_Lesetext_:

========

Nehmen wir zur Illustration den Werturteilstreit der Max-Weber-Generation, der die Medien bis heute prägt. Hohe Wissenschaft hat nur mit dem zu tun, was ist. Was sein soll, ist unter ihrer Würde. Mit anderen Worten: Wissenschaftler haben Wissenschaft zu treiben, Politik hat nichts in den Hallen des Geistes zu suchen. Just so sehen sich die heutigen Medien, die sich unwissentlich als Erben der praxis- und moralfernen Faktenerkenntnis darstellen.

Der Werturteilstreit stammt aus der kaiserlichen Zeit, in der 99% der Gelehrten keine Demokraten waren. Das setzte sich über die Weimarer Zeit bis ins Dritte Reich fort. Theoretische Vernunft hatte nichts mit der praktischen zu tun, was bedeutete: die Intelligenz fühlte sich zuständig für Erkenntnisse, aber nicht für die Übersetzung derselben in politisches Tun.

Seitdem die erste Leidenschaft junger Dichter und Denker für die Französische Revolution erlosch und politisches Tun sich in die Kunst flüchtete und verdampfte, war Kants Einheit der Vernunft gespalten. Geistig konnte man brillieren, aber für die Gestaltung des Alltags war der Geist nicht zuständig.

Max Weber übernahm Goethes Diktum: „Der Handelnde ist immer gewissenlos; es hat niemand Gewissen als der Betrachtende.“ Das führte zur Spaltung der Vernunft. Als private Personen konnten sie hochmoralisch sein (wie Weber), aber als politisch Denkende bevorzugten sie den amoralischen Machiavellismus, der alle Mittel absegnete, die zu einem erwünschten Macht-Ziel führten.

Vernunft wurde aus der Politik ausgeschlossen. Als Mittel demokratischer Verständigung taugte sie nichts. Jeder Mensch folgt seinem eigenen Gott, der mit fremden Göttern unvereinbar ist:

„Wie man es machen will, „wissenschaftlich“ zwischen dem Wert der französischen und deutschen Kultur zu entscheiden, weiß ich nicht. Hier streiten eben auch verschiedene Götter miteinander, und zwar für alle Zeit. Über diesen Göttern und ihrem Kampf waltet das Schicksal, aber ganz gewiss keine „Wissenschaft“.“ (Weber, Wissenschaft als Beruf)

========

_Aufgabe 1_:
Schreiben Sie aus dem Text über den Werturteilstreit den Abschnitt ab, der mit „Nehmen wir zur“ beginnt und mit „in politisches Tun.“ endet.
_Aufgabe 2_:
Führen Sie den Text über den Werturteilstreit im Anschluss an seinen letzten Satz weiter.
Die Daten sind eigenständiges Material und gehören nicht zum Text über den Werturteilstreit.

Datensatzauszüge mit Box-Beschriftung:
========

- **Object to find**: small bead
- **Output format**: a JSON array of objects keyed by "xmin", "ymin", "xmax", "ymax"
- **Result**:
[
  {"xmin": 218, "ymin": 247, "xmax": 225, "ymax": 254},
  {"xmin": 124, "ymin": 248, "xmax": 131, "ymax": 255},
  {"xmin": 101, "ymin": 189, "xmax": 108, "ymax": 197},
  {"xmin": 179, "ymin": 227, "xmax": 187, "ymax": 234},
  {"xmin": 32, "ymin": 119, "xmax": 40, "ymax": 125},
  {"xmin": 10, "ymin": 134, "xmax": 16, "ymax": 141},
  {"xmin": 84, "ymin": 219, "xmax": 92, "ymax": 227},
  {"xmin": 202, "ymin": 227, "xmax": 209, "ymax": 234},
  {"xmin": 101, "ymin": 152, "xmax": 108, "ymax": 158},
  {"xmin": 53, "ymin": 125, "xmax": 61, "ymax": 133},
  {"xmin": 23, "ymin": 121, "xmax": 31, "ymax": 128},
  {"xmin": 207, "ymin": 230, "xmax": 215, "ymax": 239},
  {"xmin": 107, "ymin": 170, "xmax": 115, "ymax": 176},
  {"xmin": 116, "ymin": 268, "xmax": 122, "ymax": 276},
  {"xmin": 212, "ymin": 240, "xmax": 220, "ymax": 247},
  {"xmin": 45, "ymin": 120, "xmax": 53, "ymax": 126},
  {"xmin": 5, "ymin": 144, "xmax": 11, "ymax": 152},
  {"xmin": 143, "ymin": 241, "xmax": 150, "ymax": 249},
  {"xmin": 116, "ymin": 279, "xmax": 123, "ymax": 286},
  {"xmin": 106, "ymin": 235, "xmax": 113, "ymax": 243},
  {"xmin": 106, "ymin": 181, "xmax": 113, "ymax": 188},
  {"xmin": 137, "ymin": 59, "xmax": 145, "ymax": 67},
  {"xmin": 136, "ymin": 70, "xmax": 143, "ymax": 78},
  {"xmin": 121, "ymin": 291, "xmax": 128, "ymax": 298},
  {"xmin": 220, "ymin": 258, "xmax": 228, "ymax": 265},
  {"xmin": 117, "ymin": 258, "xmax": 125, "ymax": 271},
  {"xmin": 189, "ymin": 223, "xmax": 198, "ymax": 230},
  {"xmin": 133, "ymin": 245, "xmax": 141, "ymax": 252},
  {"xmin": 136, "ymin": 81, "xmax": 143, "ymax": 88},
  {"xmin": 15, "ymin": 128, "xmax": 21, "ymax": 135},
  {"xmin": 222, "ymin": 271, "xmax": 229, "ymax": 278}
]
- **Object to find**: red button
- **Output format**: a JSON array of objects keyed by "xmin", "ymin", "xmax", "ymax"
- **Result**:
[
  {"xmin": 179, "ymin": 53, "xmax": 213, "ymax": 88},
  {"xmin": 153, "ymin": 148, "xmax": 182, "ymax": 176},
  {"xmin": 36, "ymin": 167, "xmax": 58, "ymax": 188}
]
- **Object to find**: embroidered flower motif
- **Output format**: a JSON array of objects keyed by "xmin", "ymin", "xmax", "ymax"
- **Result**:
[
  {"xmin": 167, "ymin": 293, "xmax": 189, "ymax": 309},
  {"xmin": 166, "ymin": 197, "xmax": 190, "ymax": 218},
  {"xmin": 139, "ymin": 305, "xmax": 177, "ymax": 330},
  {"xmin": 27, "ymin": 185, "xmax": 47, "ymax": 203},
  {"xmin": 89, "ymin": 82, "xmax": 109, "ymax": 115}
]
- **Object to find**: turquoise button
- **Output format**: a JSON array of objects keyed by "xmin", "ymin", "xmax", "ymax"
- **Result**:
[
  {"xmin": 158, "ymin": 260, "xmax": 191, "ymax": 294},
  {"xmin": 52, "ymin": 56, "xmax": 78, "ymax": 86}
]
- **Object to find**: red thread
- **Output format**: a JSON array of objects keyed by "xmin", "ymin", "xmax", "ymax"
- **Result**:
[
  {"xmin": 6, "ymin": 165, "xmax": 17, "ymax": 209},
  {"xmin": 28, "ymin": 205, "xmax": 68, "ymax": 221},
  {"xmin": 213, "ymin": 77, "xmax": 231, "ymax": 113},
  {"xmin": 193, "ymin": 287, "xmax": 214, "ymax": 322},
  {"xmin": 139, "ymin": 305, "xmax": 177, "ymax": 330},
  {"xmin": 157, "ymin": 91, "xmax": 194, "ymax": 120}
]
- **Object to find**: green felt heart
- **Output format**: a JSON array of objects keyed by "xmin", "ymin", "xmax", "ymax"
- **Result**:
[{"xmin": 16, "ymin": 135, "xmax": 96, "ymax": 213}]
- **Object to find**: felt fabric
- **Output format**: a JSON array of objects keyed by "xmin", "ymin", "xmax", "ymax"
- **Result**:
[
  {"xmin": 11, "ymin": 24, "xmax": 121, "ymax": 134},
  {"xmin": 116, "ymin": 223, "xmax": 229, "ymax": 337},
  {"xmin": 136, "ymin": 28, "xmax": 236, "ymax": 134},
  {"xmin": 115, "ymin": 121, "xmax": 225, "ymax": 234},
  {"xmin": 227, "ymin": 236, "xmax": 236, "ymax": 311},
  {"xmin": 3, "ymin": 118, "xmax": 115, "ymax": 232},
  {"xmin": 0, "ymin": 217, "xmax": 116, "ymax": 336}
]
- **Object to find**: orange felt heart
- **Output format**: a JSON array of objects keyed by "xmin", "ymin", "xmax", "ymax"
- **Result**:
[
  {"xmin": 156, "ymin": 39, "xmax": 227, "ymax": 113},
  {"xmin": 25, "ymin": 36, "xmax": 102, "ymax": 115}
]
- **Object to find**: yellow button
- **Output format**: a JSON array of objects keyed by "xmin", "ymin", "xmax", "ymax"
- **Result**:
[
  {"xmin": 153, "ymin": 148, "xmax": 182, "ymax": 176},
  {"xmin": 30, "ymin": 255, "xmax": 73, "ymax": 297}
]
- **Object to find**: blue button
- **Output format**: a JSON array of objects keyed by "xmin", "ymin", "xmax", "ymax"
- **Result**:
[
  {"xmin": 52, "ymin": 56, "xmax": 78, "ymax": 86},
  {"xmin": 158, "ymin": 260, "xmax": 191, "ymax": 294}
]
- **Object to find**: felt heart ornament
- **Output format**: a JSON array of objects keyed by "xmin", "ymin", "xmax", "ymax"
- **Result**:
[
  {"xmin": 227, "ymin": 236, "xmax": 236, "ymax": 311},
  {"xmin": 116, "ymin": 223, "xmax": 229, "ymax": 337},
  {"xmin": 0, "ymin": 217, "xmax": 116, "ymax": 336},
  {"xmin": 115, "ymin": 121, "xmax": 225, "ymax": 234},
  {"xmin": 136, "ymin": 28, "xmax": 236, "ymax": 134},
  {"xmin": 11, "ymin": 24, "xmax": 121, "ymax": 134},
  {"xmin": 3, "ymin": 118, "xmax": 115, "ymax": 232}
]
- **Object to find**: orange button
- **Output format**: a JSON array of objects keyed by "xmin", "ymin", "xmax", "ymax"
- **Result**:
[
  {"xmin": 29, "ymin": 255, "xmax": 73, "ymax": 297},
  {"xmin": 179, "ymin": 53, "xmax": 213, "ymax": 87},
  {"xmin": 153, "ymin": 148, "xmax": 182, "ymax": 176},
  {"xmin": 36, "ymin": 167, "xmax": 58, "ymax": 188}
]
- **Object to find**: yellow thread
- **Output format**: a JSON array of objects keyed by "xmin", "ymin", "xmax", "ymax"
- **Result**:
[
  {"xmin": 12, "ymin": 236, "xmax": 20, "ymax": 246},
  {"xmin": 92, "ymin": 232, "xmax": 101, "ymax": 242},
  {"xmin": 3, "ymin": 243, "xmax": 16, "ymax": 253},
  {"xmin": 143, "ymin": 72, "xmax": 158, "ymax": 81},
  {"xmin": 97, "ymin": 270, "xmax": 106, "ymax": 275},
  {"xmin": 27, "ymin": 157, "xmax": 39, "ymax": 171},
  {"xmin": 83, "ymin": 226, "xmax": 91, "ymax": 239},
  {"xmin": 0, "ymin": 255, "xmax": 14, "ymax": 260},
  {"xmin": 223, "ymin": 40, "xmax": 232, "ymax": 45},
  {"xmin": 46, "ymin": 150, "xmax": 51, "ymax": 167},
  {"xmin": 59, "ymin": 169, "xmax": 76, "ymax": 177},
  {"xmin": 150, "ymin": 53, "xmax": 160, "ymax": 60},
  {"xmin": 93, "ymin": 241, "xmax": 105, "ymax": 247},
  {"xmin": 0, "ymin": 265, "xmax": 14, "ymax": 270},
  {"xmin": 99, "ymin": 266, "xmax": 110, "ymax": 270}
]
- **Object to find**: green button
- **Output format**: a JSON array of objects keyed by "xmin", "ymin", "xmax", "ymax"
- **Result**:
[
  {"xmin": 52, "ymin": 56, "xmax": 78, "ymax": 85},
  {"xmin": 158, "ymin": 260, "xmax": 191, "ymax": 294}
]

========

_Antwort 1_:
Nehmen wir zur Illustration den Werturteilstreit der Max-Weber-Generation, der die Medien bis heute prägt. Hohe Wissenschaft hat nur mit dem zu tun, was ist. Was sein soll, ist unter ihrer Würde. Mit anderen Worten: Wissenschaftler haben Wissenschaft zu treiben, Politik hat nichts in den Hallen des Geistes zu suchen. Just so sehen sich die heutigen Medien, die sich unwissentlich als Erben der praxis- und moralfernen Faktenerkenntnis darstellen.

Der Werturteilstreit stammt aus der kaiserlichen Zeit, in der 99% der Gelehrten keine Demokraten waren. Das setzte sich über die Weimarer Zeit bis ins Dritte Reich fort. Theoretische Vernunft hatte nichts mit der praktischen zu tun, was bedeutete: die Intelligenz fühlte sich zuständig für Erkenntnisse, aber nicht für die Übersetzung derselben in politisches Tun.

_Antwort 2_:
Heutige Medien entdecken keine wissenschaftlichen Kausalitäten mehr (sie schauen nicht zurück, Vergangenheit ist nicht die Gebärmutter der Gegenwart), aber immer noch positivistische Fakten. Noch immer fühlen sie sich als Hohepriester einer Erkenntnisart, die sich mit politischem Eingreifen nicht beschmutzen darf. Das nennen sie Objektivität.

Eine vordemokratische, politikverachtende Vernunftspaltung dominiert das Selbstverständnis der gegenwärtigen Presse. Goethes Sentenz hat H. J. Friedrichs in seine Gleichung übersetzt: die Presse hat sich mit nichts gemein zu machen, weder mit der guten noch mit der schlechten Sache.

Sollte die Menschheit den Abgang machen, wird die Presse aus einer fliegenden Untertasse heraus die schärfsten Beobachtungen des Massensterbens liefern. Sie selbst glaubt, unbehelligt davonzukommen. Das Gefühl, eine privilegierte Minderheit zu sein, ist ein christliches Erbstück: die guten ins Töpfchen, die schlechten ins Kröpfchen.

Glaubensgehorsam gerann im Verlauf der Geschichte zu Theorien und praktischen Direktiven. Säkularisation versteinerte den Glauben in Mechanismen und Positionen, deren christliche Wurzeln man nicht auf den ersten Blick erkennt. Demokratische Vernunft ist eine Einheit: wie man denkt, so handelt man, wie man handelt, so denkt man.

Abendländische Vernunft wurde zur Melange aus griechischen und christlichen Elementen. Hatten die Theologen einen Streit verloren, gingen sie eine Weile in Deckung, wechselten bei Nacht und Nebel die Seiten, aber so dreist, dass sie beanspruchten, selbst entdeckt zu haben, was sie lange Zeit mit Feuer und Verdammung bekämpft hatten. So im Fall Demokratie, Menschenrechte und Vernunft. Gottes Offenbarung wurde zur Stimme der Vernunft. Als Allwissender musste er auch der Allvernünftige sein.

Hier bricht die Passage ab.